Pour tester un nouveau traitement, créer le dialogue
Le professeur Javouhey est investigateur principal pour une étude qui doit débuter en 2016 avec plusieurs centres hospitaliers en France, mais aussi en Belgique et en Suisse. Le but est de valider un nouveau traitement en cas de choc toxique dû à une infection par les streptocoque ou staphylocoque : les immunoglobulines, déjà utilisées pour soigner des maladies neurologiques ou neuroimmunes. Les chocs toxiques dûs au streptocoque ou au staphylocoque peuvent provoquer des défaillances des organes, entraînant la mort dans une proportion importante : jusqu’à 15% des cas pour l’infection streptococcique.
“On ne sait pas pourquoi la réponse de certains patients à ces bactéries se fait sous forme de choc”, note le professeur Javouey. “Ce que nous savons, c’est que l’immunoglobuline casse cette super-réaction et nous aimerions tester son efficacité dans le cas de ces “maladies à super antigènes”, ces chocs qui activent plein d’antigènes en même temps.” L’étude est en double aveugle et ni le patient ni les médecins ne savent si le traitement proposé sera le traitement classique ou l’immunoglobuline. La pharmacie de l’hôpital prépare les traitements avec un système de cache et conserve les données. Elles ne seront communiquées aux soignants qu’à la fin de l’étude. Le Comité de protection des personnes, la CNIL et l’Agence nationale de sécurité du médicament sont tous consultés avant la mise en oeuvre d’une telle étude, ainsi que leurs équivalents dans chacun des pays participant.

- Données recensées
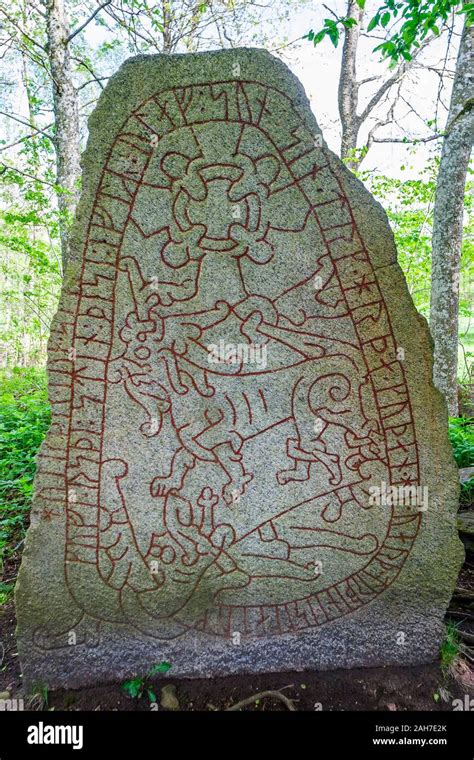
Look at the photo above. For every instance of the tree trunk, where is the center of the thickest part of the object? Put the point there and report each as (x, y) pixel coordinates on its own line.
(348, 94)
(448, 225)
(66, 112)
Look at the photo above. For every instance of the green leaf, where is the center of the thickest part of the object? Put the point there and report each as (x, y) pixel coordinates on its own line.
(151, 695)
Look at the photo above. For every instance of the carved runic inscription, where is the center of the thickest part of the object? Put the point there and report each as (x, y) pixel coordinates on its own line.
(234, 390)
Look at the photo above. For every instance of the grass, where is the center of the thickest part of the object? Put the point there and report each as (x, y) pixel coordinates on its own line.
(24, 420)
(450, 646)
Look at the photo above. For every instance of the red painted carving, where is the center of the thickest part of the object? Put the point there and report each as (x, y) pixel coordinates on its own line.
(331, 406)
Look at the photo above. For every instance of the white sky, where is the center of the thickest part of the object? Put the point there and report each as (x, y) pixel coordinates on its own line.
(318, 69)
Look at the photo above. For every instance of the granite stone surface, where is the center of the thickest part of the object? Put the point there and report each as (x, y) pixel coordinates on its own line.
(248, 466)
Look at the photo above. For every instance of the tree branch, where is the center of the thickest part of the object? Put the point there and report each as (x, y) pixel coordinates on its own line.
(86, 22)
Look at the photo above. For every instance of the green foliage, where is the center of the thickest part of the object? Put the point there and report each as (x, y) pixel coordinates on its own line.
(136, 687)
(24, 419)
(450, 646)
(412, 21)
(461, 435)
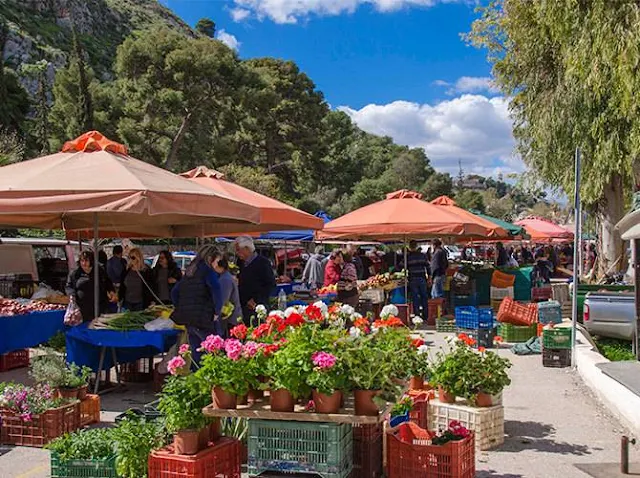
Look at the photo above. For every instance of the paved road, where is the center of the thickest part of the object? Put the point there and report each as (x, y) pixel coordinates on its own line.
(552, 423)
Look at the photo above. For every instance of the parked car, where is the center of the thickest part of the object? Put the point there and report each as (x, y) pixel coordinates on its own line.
(610, 314)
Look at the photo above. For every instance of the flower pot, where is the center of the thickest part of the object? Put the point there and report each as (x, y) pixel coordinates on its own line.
(282, 400)
(416, 383)
(364, 404)
(69, 393)
(82, 392)
(186, 442)
(327, 403)
(484, 400)
(223, 399)
(446, 397)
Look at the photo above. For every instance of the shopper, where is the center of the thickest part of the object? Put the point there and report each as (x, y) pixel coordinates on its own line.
(80, 286)
(418, 269)
(439, 266)
(256, 279)
(348, 283)
(136, 283)
(197, 299)
(166, 274)
(313, 274)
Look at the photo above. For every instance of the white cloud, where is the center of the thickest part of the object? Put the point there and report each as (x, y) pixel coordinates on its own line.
(474, 129)
(290, 11)
(469, 84)
(228, 39)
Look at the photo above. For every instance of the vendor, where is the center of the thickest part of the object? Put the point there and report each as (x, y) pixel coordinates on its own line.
(136, 283)
(80, 286)
(166, 274)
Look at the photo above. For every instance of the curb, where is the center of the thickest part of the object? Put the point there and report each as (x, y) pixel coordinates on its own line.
(620, 401)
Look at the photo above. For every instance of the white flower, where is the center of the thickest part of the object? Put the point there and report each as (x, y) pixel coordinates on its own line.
(355, 332)
(261, 311)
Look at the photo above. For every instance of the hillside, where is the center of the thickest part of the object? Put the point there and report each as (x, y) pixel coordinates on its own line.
(41, 29)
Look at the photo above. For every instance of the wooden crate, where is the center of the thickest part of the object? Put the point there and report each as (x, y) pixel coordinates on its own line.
(486, 422)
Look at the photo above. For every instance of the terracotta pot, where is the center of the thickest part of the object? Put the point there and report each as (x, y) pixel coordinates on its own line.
(446, 397)
(416, 383)
(484, 400)
(364, 404)
(282, 401)
(223, 399)
(82, 392)
(186, 442)
(67, 392)
(327, 403)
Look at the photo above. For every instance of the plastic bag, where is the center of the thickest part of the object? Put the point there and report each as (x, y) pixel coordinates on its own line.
(73, 315)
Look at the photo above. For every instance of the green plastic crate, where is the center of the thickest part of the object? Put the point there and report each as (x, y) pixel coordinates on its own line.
(556, 338)
(325, 449)
(517, 333)
(83, 468)
(445, 325)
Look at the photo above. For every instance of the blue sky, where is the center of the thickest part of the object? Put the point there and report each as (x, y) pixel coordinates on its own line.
(397, 67)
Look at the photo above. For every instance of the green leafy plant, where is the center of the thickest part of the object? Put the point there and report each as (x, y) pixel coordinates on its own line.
(182, 400)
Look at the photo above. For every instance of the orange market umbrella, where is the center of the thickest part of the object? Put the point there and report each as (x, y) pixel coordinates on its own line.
(402, 215)
(94, 177)
(544, 230)
(492, 230)
(274, 215)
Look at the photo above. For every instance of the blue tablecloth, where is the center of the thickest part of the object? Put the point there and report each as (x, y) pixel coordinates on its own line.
(22, 331)
(84, 345)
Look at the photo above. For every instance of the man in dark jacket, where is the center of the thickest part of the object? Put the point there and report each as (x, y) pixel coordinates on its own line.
(256, 280)
(439, 266)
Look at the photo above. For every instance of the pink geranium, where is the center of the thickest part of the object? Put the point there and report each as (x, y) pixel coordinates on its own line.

- Énoncé de la tâche
Rédigez la suite du texte sur l'étude des immunoglobulines dans le choc toxique, en reprenant juste après sa dernière phrase. Ce matériel provient d'une autre source.

- Zone de réponse
Faire profiter le patient des avancées de la recherche
La difficulté : convaincre les parents de prendre part à une étude alors qu’ils arrivent aux urgences avec leur enfant en état de choc, voire de coma… Ce consentement est délicat à obtenir. Les centres hospitaliers qui participeront à cette recherche mènent donc actuellement une étude préalable de faisabilité, pour évaluer s’il est possible de créer un tel dialogue en situation de crise : “Le traitement doit être administré dans les 12 heures suivant l’admission. Notre objectif est de faire le test sur 20 cas : comme ce type de choc toxique est rare, cela suffira pour nous rendre compte si l’étude est jouable ou pas”, précise le professeur Javouhey. Pour l’instant, huit cas ont été rencontrés dans l’ensemble des hôpitaux participant, et six consentements donnés par les parents. “Ici à Lyon, toutes les familles concernées ont dit oui”.
“La clinique et la recherche doivent travailler main dans la main”, plaide le Professeur Javouhey, “tout comme je travaille main dans la main avec le laboratoire Physiopathologie de l’immunodépression associée aux réponses inflammatoires systémiques qui mène en parallèle une étude pour comprendre pourquoi les immunoglobulines sont efficaces.” Être à la fois chercheur et clinicien offre donc à Etienne Javouhey de toujours penser la recherche en terme de faisabilité sur le terrain. “L’essentiel pour moi, c’est vraiment de faire profiter les malades des résultats de la recherche fondamentale.” Et les petits patients sont associés, à leur manière : dès 12 ans, ils sont amenés à signer un formulaire rédigé spécialement pour eux et validé par le Comité de protection des personnes. “On essaie de les rassurer, de répondre à leurs questions. C’est bien normal qu’ils aient leur mot à dire”, conclut le pédiatre.